■ **What you need to do**: Word for word, repeat the lines of the records from the one containing "of the black" through the last line, both included.
::::::
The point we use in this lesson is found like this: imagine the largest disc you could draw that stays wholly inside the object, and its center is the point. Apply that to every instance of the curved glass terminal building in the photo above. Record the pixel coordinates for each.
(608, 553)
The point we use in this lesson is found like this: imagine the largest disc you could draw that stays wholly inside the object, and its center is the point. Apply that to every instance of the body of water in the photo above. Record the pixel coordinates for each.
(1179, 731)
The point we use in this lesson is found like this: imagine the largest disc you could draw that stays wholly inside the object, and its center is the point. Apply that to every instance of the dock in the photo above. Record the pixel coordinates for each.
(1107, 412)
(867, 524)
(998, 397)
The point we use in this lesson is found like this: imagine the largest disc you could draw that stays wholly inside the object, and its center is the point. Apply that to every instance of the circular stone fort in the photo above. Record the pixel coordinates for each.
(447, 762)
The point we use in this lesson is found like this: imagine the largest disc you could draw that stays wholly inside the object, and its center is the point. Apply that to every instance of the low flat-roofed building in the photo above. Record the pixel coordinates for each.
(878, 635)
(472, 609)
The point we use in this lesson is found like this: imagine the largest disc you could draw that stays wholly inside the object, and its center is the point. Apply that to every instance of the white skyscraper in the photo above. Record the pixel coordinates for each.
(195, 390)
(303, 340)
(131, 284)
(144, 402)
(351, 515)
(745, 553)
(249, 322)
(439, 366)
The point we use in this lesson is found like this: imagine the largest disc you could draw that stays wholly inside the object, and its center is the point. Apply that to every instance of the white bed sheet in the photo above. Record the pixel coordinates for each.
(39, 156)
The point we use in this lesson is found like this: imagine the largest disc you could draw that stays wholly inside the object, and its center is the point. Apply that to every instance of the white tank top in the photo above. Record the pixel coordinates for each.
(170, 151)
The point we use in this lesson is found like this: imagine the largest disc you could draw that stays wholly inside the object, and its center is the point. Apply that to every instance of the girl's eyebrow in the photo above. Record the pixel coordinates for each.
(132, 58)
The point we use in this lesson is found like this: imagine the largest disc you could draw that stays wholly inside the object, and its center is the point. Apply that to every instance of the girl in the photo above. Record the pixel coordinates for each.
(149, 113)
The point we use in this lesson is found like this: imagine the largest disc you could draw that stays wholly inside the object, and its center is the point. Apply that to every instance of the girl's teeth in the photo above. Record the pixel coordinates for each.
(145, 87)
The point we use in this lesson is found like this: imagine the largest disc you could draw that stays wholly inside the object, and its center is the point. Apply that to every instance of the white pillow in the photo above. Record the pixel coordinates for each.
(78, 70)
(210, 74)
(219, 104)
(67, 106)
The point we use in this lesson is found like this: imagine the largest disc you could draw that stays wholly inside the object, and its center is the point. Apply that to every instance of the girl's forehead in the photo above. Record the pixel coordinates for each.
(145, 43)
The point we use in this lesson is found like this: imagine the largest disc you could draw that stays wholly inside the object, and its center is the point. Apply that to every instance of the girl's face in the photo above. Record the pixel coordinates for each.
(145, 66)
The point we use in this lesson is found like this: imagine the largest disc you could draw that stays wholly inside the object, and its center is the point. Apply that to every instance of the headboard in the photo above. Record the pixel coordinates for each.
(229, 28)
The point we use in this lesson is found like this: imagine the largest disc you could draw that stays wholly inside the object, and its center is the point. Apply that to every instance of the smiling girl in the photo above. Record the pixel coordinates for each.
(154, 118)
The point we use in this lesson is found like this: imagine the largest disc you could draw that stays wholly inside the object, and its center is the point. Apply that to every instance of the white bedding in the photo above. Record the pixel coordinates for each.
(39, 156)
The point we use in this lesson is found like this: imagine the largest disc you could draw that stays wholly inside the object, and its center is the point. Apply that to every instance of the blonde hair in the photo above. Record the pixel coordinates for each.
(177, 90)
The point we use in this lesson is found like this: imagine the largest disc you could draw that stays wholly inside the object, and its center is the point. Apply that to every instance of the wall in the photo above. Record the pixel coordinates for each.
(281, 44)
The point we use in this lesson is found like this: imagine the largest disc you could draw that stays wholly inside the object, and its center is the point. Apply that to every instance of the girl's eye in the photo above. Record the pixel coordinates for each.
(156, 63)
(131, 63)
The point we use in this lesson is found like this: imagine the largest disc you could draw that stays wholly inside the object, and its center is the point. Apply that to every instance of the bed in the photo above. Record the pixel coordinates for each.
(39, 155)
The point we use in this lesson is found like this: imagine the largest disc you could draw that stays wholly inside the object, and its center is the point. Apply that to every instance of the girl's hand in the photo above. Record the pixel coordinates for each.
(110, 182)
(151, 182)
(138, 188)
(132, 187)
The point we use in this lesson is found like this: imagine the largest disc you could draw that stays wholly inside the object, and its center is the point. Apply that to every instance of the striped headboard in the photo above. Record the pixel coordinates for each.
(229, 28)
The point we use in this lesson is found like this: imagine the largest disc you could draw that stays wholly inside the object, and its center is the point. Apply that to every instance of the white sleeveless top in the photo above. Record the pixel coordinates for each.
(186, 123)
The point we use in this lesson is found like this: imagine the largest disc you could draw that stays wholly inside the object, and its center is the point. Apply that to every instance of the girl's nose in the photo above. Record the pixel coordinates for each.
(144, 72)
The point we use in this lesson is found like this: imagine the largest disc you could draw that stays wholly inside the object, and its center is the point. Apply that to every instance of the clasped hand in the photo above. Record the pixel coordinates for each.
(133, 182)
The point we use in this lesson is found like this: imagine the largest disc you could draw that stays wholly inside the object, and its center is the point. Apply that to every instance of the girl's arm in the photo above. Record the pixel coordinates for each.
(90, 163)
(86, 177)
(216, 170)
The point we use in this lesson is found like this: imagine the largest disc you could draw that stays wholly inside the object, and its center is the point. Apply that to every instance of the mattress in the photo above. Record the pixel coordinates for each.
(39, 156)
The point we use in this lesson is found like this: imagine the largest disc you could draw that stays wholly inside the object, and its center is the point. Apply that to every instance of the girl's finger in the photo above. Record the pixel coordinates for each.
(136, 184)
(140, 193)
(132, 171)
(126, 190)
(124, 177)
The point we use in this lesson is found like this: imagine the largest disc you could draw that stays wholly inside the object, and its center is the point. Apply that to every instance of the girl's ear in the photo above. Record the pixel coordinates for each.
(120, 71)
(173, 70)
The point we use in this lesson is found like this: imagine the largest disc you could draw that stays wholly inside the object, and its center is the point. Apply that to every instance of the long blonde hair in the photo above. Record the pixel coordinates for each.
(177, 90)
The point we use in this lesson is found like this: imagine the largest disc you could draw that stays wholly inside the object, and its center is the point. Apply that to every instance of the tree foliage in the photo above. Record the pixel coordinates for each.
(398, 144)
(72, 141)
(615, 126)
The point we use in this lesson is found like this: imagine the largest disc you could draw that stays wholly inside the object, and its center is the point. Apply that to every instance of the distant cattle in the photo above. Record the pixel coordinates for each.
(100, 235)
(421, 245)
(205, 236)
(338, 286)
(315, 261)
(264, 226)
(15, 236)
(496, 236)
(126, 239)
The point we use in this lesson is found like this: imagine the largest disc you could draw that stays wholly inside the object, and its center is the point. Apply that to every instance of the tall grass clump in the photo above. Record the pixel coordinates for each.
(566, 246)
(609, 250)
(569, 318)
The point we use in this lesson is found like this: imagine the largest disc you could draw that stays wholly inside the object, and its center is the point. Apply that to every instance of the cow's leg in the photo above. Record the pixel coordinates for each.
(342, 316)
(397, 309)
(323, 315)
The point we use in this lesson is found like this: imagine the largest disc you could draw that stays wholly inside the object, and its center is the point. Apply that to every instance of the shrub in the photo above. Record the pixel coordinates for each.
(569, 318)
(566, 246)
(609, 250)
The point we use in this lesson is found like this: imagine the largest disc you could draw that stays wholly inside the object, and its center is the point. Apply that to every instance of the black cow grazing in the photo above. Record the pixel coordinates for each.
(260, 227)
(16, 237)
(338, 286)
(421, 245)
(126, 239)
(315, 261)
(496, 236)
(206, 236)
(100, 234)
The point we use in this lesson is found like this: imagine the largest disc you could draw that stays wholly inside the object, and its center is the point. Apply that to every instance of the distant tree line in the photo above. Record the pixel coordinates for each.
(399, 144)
::::::
■ **Answer to this exercise**:
The point we use in this lesson is found like this: imagine the largest disc you could draw that stays wholly inside the object, and its center is the point. Apply that to every instance of the black cow grazing in the photo above. Record the pixel coordinates for each.
(260, 227)
(16, 237)
(338, 286)
(421, 245)
(126, 239)
(315, 261)
(496, 236)
(206, 236)
(100, 234)
The point we use in this lesson is found like this: imagine the largest disc you could draw that stays wholly inside the object, and its center is the point. Apply that to every instance of the distant tree line in the photo above. Record the pixel coordinates for each.
(399, 144)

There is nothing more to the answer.